● **GIVEN INSTRUCTION 1**
Report how many lines in the records contain the string "bollard", counting a line only if the case matches. Give the number alone.

● **PASSAGE TO READ**
=======
It seems that the matching behavior of the nat_uac_test function has changed or is bugged. Or maybe our config is wrong.
In OpenSIPS 2.2 in the following part of the config, nat_uac_test would match and thus call fix_nated_contact(); on every incoming Subsequent ACK Request. With this version the End-User never experienced any problems.

// Consumer OpenSIPS 2.2:
route{
    ...
    if (has_totag()) {
        if (topology_hiding_match()) {
            if (nat_uac_test("127")) {
                xlog("L_INFO", "Topology hidden, Contact fixed - LF_BASE");
                fix_nated_contact();
            }
        ...

In OpenSIPS 3.6 nat_uac_test no longer uses the Bit mask, but giving the same coma-separated parameters as "127" before, the function (on the second ACK Request) does not match and thus won't fix the RURI leading to ACK Routing Problems.
Looking at the snippet below, since "Topology hidden, Got ACK - LF_BASE" is printed, we know that has_totag & topology_hiding_match match, but "Topology hidden, Contact fixed - LF_BASE" is not printed so we know fix_nated_contact is not executed (and we see the second ACK being sent to the wrong IP).

// Consumer OpenSIPS 3.6:
route{
    ...
    if (has_totag()){
        if (topology_hiding_match()){
            if (nat_uac_test("private-contact, diff-ip-src-via, private-via, private-sdp, diff-port-src-via, diff-ip-src-contact, diff-port-src-contact")){
                xlog("L_INFO", "Topology hidden, Contact fixed - LF_BASE");
                fix_nated_contact();
            }

            if (is_method("ACK")){
                xlog("L_INFO", "Topology hidden, Got ACK - LF_BASE");
            }
        ...
=======
● **GIVEN INSTRUCTION 2**
Please continue the forum post about nat_uac_test matching in OpenSIPS from the point where it stops.

● **PROVIDED DATA**
=======
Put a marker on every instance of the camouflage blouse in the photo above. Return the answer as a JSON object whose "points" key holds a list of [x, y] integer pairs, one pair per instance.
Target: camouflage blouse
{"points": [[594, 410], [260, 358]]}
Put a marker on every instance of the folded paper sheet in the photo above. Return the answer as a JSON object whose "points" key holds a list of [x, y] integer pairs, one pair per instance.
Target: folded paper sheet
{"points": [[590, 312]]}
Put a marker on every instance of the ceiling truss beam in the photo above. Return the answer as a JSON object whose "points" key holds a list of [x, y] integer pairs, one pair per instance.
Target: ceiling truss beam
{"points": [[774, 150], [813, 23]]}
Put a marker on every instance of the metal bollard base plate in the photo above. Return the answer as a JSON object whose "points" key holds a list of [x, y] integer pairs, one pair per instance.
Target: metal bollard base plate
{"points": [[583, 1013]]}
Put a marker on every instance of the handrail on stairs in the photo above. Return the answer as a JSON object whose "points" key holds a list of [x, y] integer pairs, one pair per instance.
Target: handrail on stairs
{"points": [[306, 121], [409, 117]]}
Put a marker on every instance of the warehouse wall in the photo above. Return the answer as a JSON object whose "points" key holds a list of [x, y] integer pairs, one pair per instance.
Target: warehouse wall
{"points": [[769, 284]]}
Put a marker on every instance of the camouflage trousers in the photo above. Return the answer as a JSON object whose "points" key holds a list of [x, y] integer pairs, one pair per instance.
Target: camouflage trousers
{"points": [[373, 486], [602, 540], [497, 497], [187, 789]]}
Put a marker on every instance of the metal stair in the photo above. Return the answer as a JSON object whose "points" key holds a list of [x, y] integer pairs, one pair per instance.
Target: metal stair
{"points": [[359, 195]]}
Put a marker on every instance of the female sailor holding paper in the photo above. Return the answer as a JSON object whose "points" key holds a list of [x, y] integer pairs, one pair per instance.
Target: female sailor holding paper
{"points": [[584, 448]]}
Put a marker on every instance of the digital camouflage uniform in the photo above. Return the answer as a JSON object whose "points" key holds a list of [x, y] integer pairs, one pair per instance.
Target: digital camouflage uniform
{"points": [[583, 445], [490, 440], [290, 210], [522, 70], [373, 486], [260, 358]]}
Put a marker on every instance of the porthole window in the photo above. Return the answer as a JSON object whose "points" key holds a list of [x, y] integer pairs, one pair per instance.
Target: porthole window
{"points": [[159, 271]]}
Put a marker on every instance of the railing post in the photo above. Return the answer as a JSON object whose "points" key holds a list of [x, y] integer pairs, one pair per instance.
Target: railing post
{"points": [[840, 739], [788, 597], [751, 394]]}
=======
● **EXERCISE OUTPUT 1**
2

● **EXERCISE OUTPUT 2**
This in our Setup leads to ACK Routing Problems with some clients that are behind NAT and do not use a STUN Server and causes dropped calls after a certain amount of time.

Is nat_uac_test really bugged, or are we handling something wrong?

To Reproduce

  1. Configure OpenSIPS 3.6 similarly like below
  2. Register a User to OpenSIPS from behind a NAT, where it sends its private IP in Contacts
  3. Start a call to the User
  4. Trigger a Re-INVITE from the Caller side
  5. Check the Routing of the ACK packet

Expected behavior
The arrival of the second ACK Packet should match the same nat_uac_test and trigger the fix_nated_contact function to fix the IP & Port in the RURI of the proxied ACK packet.

Relevant System Logs
Unfortunately I did not save the Logs from this example. But here are the relevant Config parts where fix_nated_contact is called in addition to the above snippets:

route{
    ...

    if(loose_route()){
        if (nat_uac_test("private-contact, diff-ip-src-contact, diff-port-src-contact")){
            xlog("L_INFO", "Loose routed, Contact fixed - LF_BASE");
            fix_nated_contact();
        } else {
            xlog("L_INFO", "Loose routed - LF_BASE");
        }

    ...

    if (is_method("INVITE") && ! has_totag()){
        ...
        if (nat_uac_test("private-contact, diff-ip-src-via, private-via, private-sdp, diff-port-src-via, diff-ip-src-contact, diff-port-src-contact")){
            xlog("L_INFO", "Invite, Fixing initial INVITE contact - LF_BASE");
            fix_nated_contact();
        } else {
            xlog("L_INFO", "Starting dialog, no NAT - LF_BASE");
        }
        ...
    }

    ...

    if (has_totag()){
        if (topology_hiding_match()){
            if (nat_uac_test("private-contact, diff-ip-src-via, private-via, private-sdp, diff-port-src-via, diff-ip-src-contact, diff-port-src-contact")){
                xlog("L_INFO", "Topology hidden, Contact fixed - LF_BASE");
                fix_nated_contact();
            }

    ...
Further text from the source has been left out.